Entries taken from a collection

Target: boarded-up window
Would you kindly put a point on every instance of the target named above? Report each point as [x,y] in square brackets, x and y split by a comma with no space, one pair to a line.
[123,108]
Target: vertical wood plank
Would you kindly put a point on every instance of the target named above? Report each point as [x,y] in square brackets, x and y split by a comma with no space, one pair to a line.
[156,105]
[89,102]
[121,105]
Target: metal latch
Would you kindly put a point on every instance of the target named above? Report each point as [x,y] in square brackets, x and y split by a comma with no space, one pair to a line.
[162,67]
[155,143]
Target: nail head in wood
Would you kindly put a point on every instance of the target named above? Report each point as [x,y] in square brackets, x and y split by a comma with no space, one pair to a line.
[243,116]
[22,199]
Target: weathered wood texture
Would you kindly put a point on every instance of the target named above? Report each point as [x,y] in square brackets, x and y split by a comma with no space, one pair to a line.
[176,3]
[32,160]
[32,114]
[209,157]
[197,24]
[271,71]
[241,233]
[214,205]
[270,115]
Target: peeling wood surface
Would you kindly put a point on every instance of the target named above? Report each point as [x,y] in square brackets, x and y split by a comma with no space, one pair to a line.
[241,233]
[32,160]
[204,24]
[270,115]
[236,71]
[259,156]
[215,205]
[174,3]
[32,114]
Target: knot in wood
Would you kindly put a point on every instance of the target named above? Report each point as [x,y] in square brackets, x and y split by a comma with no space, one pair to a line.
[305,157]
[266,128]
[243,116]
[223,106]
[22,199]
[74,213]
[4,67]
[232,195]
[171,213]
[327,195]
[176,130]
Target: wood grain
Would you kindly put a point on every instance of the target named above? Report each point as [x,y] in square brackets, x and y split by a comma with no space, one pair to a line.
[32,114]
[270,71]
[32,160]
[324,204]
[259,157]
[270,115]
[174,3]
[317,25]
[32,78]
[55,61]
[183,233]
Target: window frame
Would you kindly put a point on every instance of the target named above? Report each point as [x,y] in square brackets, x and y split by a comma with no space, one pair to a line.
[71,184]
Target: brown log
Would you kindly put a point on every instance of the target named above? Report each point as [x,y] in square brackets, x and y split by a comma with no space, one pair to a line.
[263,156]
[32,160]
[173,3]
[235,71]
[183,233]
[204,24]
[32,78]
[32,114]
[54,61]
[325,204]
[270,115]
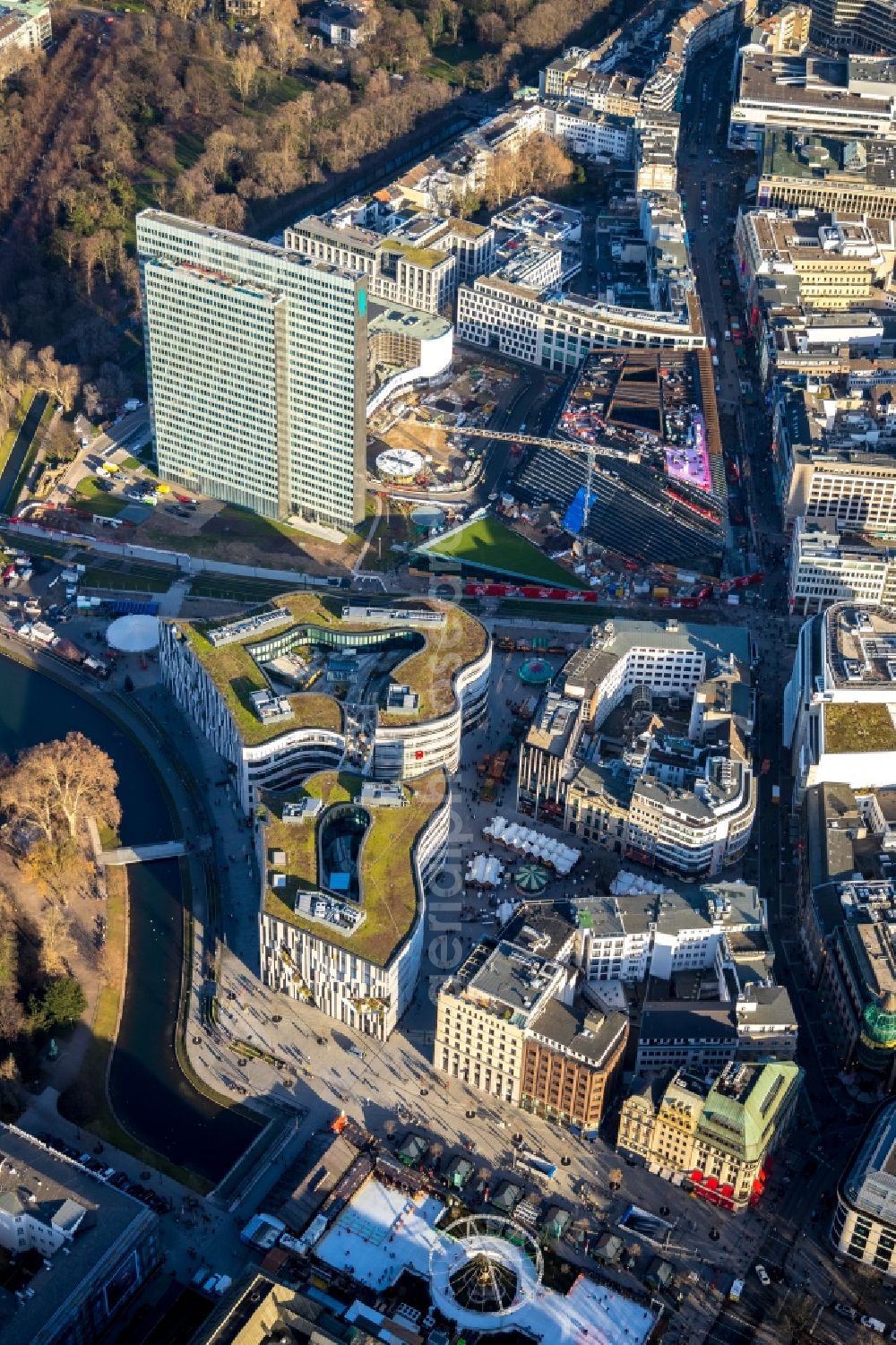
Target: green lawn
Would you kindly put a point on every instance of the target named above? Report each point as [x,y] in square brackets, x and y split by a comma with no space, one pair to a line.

Exercise instructions:
Turn every line of the material above into a JSON list of strings, one string per line, skipping blank lines. Leave the pictures out.

Expected output:
[
  "Target: boarded-up window",
  "Would you kindly put a point on every instance of the target named above? Report each point as [x,y] in square brackets, x and y split by a comma with no space, one pair to a line.",
  "[123,108]",
  "Target: vertical wood plank",
  "Would you kindly put a point on every instance of the target named above? Report each point as [x,y] in square brackets, x and y split by a comma with no space, one pair to a line.",
  "[156,105]",
  "[89,102]",
  "[121,105]",
  "Target: metal latch",
  "Would you kindly put a point on every instance of the target named above? Report each point as [x,y] in square brackets, x and y split by a comma with no space, one pair to a line.",
  "[162,67]",
  "[155,143]",
  "Target: nail head in wood",
  "Would you kindly put a point on every instance of the target named above? Report each point as [x,y] in square brackets, x and y split by a comma with no space, one pair to a line.",
  "[243,116]",
  "[22,199]",
  "Target: weathered wood texture",
  "Would you kindly put a point on every instance of the target named above? Report each point as [x,y] in square brackets, x and y split by a comma with no space, one pair to a line.",
  "[176,3]",
  "[32,160]",
  "[32,114]",
  "[209,157]",
  "[197,24]",
  "[271,71]",
  "[241,233]",
  "[214,205]",
  "[270,115]",
  "Target: peeling wood surface",
  "Would you kindly put a point on every instance of the target named above? Report each point as [x,y] in square brackets, x and y split by a comma with no space, one pair to a line.",
  "[241,233]",
  "[32,160]",
  "[204,24]",
  "[270,115]",
  "[236,71]",
  "[259,156]",
  "[215,205]",
  "[174,3]",
  "[32,114]",
  "Target: knot in wood",
  "Would you kindly put a point on every instance of the target named above? Report each point as [x,y] in square brackets, x and y split by a comma with no space, one pair to a line.",
  "[305,157]",
  "[266,128]",
  "[243,116]",
  "[223,106]",
  "[22,199]",
  "[74,213]",
  "[4,67]",
  "[232,195]",
  "[171,213]",
  "[327,195]",
  "[176,130]",
  "Target: wood grain",
  "Would you kindly put a point on every instance of the target named above? Report each point as [x,y] in square brackets, x and y split by a comma with no space, one pair to a line.",
  "[32,114]",
  "[270,71]",
  "[32,160]",
  "[324,204]",
  "[259,157]",
  "[270,115]",
  "[174,3]",
  "[317,25]",
  "[32,78]",
  "[55,61]",
  "[183,233]",
  "Target: window frame",
  "Would you kindly put a point on every instance of the target named above? Report each point as [x,y] in square brackets, x and y split by a comma with no space, one pair to a line.",
  "[71,184]",
  "Target: brown log",
  "Would you kindly put a point on every instance of the target named above? Report each point as [x,y] in square brackets, x and y split by a comma with no space, one pair to a line.",
  "[263,156]",
  "[32,160]",
  "[173,3]",
  "[235,71]",
  "[183,233]",
  "[204,24]",
  "[32,78]",
  "[32,114]",
  "[54,61]",
  "[325,204]",
  "[270,115]",
  "Target: green lawn",
  "Would you kindly put a point on every instance of the target named above? Report each point as [x,y] in square brackets, x and y split by a comma with no space, one pair to a line."
]